Source extract:

-*-*-

The pandemic forced many industries to alter how they work, in some cases quite dramatically. But as the proverb goes; ‘every cloud has silver lining’… One thing we learnt at C60 Media was that with a few simple tips, you can actually record decent quality audio using an iPhone! Scroll below to find out how!!
As mobile phone technology evolves the in-built microphones are getting better and better. Indeed when it comes to an iPhone the audio is not far off the quality you might get from a USB mic you would otherwise have to fork out money for.
During the pandemic we successfully interviewed sports stars, celebrities and experts remotely using this method. I have also encountered radio journalists for national broadcasters using iPhones rather than audio recording devices when speaking to big sports stars in the mixed zone! Since C60 Media always strive for the best quality audio we record less iPhone interviews since the end of the pandemic. Nonetheless it remains a practical, cost-effective option in some instances, particularly for remote podcast recordings.
Perhaps you are thinking of creating your own podcast? Or need to interview someone who lives far away? Or maybe you are fed up with poor quality, crackly phone interviews in your content?

-*-*-

Point-per-instance localization data:
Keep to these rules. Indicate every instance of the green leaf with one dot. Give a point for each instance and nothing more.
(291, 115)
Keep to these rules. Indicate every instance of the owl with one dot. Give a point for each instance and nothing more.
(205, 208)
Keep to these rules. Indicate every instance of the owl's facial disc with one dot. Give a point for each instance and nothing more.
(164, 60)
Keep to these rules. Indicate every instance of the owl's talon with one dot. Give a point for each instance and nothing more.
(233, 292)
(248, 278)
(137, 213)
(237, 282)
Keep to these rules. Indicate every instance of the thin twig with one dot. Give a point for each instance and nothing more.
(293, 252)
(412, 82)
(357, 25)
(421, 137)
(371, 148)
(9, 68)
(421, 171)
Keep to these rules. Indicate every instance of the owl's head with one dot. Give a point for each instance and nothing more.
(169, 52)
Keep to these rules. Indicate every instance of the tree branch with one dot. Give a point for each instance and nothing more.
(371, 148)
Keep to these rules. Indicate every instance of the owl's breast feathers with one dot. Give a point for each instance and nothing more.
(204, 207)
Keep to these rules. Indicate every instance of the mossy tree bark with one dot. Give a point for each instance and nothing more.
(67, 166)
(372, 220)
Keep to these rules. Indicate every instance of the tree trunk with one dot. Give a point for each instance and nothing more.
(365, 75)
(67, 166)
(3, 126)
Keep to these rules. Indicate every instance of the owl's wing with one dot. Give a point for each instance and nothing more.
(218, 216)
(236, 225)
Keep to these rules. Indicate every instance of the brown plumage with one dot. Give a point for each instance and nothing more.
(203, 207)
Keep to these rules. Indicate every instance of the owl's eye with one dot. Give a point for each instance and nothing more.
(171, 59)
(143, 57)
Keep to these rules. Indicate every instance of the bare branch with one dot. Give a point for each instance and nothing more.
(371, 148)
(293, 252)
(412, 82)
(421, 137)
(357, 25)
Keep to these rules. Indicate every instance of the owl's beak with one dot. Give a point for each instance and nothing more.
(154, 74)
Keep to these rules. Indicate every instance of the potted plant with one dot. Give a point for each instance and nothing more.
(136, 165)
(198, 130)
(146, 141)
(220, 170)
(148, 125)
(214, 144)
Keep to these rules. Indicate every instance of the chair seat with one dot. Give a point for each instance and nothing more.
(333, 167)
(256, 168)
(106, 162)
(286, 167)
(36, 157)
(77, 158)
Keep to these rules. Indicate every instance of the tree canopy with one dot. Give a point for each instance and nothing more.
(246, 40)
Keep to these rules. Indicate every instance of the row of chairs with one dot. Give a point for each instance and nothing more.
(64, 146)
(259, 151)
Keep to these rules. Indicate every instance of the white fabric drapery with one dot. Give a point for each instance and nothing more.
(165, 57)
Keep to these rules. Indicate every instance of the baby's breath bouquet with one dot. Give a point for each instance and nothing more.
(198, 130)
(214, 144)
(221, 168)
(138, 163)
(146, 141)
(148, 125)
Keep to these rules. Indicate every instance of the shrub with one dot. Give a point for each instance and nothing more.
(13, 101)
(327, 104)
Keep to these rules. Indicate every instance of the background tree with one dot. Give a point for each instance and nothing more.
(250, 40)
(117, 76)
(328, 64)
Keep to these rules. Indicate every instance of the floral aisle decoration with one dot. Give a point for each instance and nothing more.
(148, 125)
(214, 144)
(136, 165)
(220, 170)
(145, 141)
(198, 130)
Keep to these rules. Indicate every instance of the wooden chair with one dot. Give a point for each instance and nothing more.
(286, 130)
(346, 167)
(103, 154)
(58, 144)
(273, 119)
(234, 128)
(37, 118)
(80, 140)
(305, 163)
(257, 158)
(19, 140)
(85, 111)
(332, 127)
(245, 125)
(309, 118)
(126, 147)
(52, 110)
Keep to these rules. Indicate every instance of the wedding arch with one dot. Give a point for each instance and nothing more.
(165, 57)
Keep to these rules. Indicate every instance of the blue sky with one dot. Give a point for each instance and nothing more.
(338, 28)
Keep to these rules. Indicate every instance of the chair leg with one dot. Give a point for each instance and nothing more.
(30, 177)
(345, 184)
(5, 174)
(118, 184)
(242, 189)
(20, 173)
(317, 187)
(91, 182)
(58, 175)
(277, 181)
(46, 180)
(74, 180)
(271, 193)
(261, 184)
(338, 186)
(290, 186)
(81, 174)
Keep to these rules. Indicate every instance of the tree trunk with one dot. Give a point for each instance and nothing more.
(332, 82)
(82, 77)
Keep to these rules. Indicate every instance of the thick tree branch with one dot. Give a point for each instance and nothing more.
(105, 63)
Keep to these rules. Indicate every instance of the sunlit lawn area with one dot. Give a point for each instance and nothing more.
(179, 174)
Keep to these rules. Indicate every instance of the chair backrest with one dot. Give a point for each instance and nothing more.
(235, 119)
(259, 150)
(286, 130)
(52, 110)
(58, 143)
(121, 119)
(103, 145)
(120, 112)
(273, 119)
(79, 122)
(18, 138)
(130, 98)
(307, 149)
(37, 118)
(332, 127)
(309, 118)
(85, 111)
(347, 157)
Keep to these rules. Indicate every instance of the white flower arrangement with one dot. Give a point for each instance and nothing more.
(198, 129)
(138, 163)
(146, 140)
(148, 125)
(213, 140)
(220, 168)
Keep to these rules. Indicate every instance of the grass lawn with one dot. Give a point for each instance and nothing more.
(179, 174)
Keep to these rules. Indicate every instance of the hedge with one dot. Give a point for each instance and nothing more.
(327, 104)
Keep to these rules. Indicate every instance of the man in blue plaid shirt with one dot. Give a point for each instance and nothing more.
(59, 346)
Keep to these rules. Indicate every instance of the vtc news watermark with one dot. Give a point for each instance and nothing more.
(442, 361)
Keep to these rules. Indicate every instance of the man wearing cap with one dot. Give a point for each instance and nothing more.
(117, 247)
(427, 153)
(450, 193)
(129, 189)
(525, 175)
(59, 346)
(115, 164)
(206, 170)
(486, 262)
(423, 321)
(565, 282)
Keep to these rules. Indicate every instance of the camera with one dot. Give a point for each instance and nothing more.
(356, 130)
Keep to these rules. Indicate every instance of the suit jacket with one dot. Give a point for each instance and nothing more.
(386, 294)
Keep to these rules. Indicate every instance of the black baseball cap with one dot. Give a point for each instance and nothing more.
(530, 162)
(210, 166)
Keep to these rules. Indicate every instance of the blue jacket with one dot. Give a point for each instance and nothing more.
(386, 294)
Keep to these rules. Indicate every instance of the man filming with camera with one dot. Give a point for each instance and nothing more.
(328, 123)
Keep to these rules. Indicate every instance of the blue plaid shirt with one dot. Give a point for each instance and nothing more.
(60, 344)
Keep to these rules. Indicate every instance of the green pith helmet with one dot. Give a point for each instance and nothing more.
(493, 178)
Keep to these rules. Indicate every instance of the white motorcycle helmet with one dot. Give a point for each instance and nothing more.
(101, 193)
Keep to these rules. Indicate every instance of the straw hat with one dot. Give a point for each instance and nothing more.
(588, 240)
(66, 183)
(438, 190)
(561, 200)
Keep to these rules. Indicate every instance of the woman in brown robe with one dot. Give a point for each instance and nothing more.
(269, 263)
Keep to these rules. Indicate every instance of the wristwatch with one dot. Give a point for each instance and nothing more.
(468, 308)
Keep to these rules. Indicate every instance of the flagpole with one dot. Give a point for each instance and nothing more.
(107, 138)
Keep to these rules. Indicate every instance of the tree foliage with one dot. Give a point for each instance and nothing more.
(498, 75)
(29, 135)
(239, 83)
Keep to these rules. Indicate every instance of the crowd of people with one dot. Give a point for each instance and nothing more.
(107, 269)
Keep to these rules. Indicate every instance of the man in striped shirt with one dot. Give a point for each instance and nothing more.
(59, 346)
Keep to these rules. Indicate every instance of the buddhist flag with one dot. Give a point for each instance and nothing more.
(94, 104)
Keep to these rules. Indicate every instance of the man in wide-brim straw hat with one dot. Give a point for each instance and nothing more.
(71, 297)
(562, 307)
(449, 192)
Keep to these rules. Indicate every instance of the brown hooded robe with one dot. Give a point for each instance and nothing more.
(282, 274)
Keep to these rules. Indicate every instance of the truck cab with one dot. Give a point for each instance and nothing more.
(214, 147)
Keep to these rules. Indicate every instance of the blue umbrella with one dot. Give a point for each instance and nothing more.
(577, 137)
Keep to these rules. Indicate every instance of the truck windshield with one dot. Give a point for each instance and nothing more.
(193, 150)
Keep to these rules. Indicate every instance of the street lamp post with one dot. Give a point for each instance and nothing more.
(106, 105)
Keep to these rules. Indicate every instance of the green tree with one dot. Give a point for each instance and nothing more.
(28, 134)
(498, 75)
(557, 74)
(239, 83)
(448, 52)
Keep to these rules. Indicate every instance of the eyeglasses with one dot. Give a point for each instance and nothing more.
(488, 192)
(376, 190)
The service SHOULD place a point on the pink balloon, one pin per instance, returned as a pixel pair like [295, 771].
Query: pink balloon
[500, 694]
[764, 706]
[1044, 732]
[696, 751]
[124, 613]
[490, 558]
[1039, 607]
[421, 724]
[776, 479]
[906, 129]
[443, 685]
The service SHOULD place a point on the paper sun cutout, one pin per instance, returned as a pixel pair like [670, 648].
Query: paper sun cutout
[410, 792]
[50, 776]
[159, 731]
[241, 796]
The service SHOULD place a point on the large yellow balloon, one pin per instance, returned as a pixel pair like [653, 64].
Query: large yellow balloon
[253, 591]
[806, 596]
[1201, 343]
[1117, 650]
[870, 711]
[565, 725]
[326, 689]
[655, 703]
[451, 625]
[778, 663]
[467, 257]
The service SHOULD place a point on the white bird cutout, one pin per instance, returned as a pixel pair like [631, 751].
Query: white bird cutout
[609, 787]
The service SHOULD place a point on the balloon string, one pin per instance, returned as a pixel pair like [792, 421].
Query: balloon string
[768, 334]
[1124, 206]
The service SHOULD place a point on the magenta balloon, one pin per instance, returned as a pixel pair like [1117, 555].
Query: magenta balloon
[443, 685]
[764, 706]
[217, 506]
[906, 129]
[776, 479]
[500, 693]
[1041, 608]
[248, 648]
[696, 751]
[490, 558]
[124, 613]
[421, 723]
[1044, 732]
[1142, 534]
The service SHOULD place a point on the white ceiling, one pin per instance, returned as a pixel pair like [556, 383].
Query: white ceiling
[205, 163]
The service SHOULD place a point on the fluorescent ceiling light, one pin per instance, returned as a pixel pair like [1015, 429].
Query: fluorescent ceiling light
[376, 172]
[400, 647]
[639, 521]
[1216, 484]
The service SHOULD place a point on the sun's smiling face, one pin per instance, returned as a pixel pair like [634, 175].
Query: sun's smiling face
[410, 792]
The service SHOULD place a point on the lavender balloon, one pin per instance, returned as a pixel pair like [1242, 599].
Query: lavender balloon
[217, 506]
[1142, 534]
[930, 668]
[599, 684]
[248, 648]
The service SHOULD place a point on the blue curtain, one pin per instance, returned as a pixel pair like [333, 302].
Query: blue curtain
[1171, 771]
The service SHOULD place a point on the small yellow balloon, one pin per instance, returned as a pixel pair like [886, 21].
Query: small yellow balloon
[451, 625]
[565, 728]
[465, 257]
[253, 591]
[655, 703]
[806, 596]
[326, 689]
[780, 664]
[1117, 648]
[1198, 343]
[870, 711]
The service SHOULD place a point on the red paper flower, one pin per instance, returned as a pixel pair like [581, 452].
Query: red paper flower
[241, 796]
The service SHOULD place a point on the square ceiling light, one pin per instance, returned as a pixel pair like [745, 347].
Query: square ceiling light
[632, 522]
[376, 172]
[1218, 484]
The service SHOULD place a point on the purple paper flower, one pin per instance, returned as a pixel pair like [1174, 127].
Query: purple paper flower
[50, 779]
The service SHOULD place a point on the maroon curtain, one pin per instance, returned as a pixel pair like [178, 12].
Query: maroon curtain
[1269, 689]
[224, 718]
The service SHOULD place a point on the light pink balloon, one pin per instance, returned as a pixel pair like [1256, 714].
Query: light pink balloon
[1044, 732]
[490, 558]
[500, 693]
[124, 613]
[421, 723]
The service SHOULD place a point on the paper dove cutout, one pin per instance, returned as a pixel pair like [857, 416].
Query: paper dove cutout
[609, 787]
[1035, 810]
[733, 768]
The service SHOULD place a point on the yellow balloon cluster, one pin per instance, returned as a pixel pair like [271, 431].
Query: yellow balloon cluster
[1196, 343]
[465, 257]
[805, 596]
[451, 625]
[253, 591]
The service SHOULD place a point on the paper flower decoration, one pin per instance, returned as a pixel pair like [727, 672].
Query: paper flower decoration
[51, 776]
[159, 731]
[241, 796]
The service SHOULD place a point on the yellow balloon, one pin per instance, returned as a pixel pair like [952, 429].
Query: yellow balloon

-*-*-

Exercise tasks:
• 1. From the text about recording audio on an iPhone, list the kinds of people that C60 Media says it interviewed remotely during the pandemic.
• 2. Write the next part of the text about recording audio on an iPhone, picking up after its final paragraph.

Answers:
• 1. Sports stars, celebrities, experts

• 2.
It is slightly baffling that we still hear phone interviews on pre-recorded radio programmes and podcasts. In today’s world where everyone has a phone (and therefore a mic) in their pocket, surely we can do better? Well here is how we can (if you have an iPhone)!! …
1. Adjust Phone Settings
Go to Settings > Voice Memos > Audio Quality > then change from “Compressed” to “Lossless”.
Why? Lossless formats use compression algorithms that preserve audio data so the audio is exactly the same as the original source.
2. Airplane Mode
Put your phone into ‘Airplane mode’. This is important to prevent text or call interruptions when recording your audio.
Place or hold the phone around a pens length (20cm or so) from your mouth, with the bottom of the phone pointing towards your mouth like a microphone.
TIP: If you have a phone holder or stand this could prove helpful. Also try to find a room that is quiet where sound will not reverberate or echo. This can be more of a challenge in buildings that are not carpeted, particularly in warmer climates. If this proves difficult try setting up in the corner of a room, and position yourself so that the bottom of the phone points towards that corner.
4. Start Recording
Press the universal, circular, red ‘Record’ sign on the Voice Memo app, which is found in ‘Utilities’ by default.
A timer will start indicating that you are recording!
5. Start Talking!
Now you can record your audio.
IMPORTANT: If you are having a discussion or simulrec with others on the phone or via Zoom/Teams/Skype etc, you will need to connect with them through another device, whether that is another phone, a computer or a tablet. It is also best to use headphones to avoid their voice disrupting your recording! Do not rely on these platforms to record for you, although you might consider using them as a backup.
6. End The Recording
Touch the universal square ‘Stop’ sign on the screen (in the same place where you touched ‘Record’) to finish the recording.
The audio file may take 20 seconds or so to appear, while it saves.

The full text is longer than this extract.